▶ EXERCISE
Copy out every line of the items below, but shift each x and y coordinate in the answers up by 12 and keep all other lines as they are. Leave out the pictures.

* BEGIN *

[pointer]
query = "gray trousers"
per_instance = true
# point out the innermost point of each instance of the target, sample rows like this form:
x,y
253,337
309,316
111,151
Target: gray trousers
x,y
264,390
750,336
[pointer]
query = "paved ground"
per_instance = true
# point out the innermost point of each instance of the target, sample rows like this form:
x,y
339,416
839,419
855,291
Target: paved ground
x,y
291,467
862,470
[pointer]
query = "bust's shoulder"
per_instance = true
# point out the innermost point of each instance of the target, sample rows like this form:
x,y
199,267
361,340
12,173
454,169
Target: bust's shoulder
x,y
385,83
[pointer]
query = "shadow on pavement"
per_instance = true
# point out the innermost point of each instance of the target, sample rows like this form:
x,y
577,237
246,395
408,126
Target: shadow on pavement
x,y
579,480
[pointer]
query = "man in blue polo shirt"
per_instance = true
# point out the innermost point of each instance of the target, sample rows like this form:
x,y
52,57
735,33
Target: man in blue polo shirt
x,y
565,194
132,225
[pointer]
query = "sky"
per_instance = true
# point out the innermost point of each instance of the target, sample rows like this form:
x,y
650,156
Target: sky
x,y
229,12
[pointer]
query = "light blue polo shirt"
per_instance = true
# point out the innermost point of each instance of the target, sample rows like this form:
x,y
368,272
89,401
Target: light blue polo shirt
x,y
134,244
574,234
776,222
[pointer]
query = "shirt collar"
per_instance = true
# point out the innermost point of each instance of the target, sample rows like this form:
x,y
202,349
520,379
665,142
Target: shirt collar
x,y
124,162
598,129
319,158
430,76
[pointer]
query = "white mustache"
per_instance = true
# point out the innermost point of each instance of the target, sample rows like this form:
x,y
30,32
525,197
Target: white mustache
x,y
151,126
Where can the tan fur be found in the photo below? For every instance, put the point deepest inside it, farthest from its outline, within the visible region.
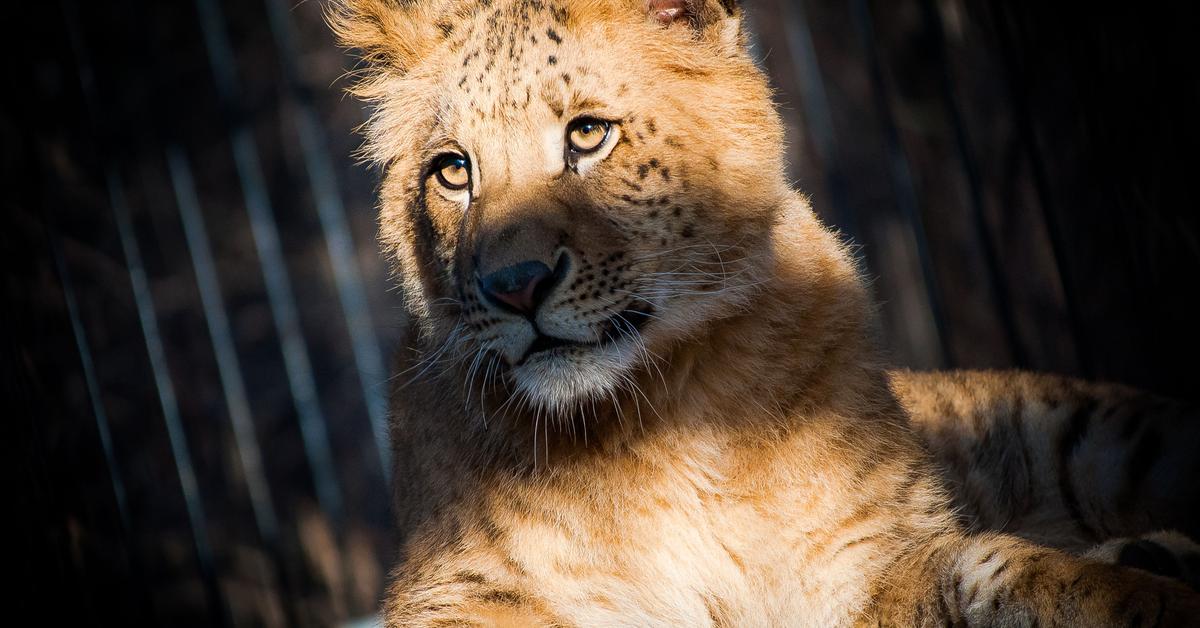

* END *

▶ SOLUTION
[pointer]
query = "gray trousers"
per_instance = true
# point out the innermost point of each instance of the target, sample rows like this form:
x,y
253,337
309,316
111,151
Target: gray trousers
x,y
276,402
762,348
[pointer]
query = "paved ground"
per_instance = true
# point out the innermost point of each instance of the target, sample rows like this form:
x,y
339,416
839,419
855,291
Target: paved ground
x,y
303,479
874,482
[pointer]
query = "bust's shoulder"
per_instance = true
# point out the innermost point of each instance of the target, sample rows like this form:
x,y
199,267
361,340
12,173
454,169
Target: bust's shoulder
x,y
397,95
[pointer]
query = "shadow on pavement"
per_instance = true
# point out the innermost point of each instance of the target, sample rows like this form:
x,y
577,237
246,395
408,126
Target: shadow on pavement
x,y
591,492
[pointer]
query = "man in blue polo shirt"
per_instance = true
# point out the innermost point of each instance of the target, sample rows like this form:
x,y
52,57
735,33
Target: man in blue polo shirt
x,y
577,206
144,237
[pointer]
query = "sky"
per_instance = true
# point out the innermost point of each instance of the target, sample rows like this form:
x,y
650,156
Target: sky
x,y
241,24
[pointer]
query = "light blue polo shirt"
per_instance = true
# point out the innermost point of each instance of the target, sample rows like this form:
x,y
368,272
89,401
Target: light blue polo shirt
x,y
146,256
586,246
788,234
[pointer]
query = "shirt collar"
per_instance = true
# point out the innermost point of each instance of the target, sample rows like this form:
x,y
202,349
520,379
665,142
Target: shirt collar
x,y
136,174
610,141
331,170
442,88
[pointer]
query = "white mustache"
per_instance = true
# point out the innermost point of each instance of the target, sample rows like this form:
x,y
30,32
525,197
Target: white mustache
x,y
163,138
Where can the tan fur be found in the photo below? For every instance, put the point deepest inside it, farthest from its outline, within the visible region.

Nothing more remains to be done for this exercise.